REQUIRED ACTION:
Your answer must consist solely of the line containing "Reviewer note: check that every instance of the model" and each line after it through the end of the data, copied exactly.

EXTRACTED INFORMATION:
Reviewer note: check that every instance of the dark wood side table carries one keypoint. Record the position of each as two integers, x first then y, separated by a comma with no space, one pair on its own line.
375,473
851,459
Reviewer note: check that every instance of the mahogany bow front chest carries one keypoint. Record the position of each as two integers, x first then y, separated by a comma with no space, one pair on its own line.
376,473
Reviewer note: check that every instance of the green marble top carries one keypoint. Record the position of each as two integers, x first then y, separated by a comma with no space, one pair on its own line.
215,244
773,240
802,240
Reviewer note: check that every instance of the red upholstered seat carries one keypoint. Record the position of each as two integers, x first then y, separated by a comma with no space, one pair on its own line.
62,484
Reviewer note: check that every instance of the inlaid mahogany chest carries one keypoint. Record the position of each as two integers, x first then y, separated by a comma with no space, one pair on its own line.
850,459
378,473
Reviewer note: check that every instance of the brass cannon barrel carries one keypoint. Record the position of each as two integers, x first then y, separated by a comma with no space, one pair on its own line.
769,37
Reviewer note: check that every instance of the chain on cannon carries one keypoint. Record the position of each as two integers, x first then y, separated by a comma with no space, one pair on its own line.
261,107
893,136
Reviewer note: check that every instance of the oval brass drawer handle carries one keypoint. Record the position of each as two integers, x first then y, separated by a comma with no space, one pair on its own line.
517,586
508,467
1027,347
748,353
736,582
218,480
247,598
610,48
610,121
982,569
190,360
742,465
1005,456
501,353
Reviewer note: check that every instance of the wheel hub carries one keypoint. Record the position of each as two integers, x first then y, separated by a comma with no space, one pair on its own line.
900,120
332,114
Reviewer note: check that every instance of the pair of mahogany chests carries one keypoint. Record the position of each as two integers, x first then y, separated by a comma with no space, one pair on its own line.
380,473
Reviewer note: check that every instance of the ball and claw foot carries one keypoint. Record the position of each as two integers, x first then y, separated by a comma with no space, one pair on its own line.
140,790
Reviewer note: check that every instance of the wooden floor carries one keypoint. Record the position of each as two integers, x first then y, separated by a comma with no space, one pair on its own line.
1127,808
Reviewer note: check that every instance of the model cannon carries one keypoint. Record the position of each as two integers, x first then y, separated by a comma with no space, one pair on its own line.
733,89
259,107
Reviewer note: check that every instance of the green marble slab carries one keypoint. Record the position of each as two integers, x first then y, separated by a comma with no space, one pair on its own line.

ANSWER BOX:
Reviewer note: check that every instance of the model cannon carries one keypoint. Record the position of each as two integers, x first then y, separated by a comma with no space, one pair on its own line.
733,89
259,107
Reviewer note: check that every instance of the green marble slab carries one keypoint. Record the position of each as two integers, x first then y, separated by a comma with no space, one pair on its own line.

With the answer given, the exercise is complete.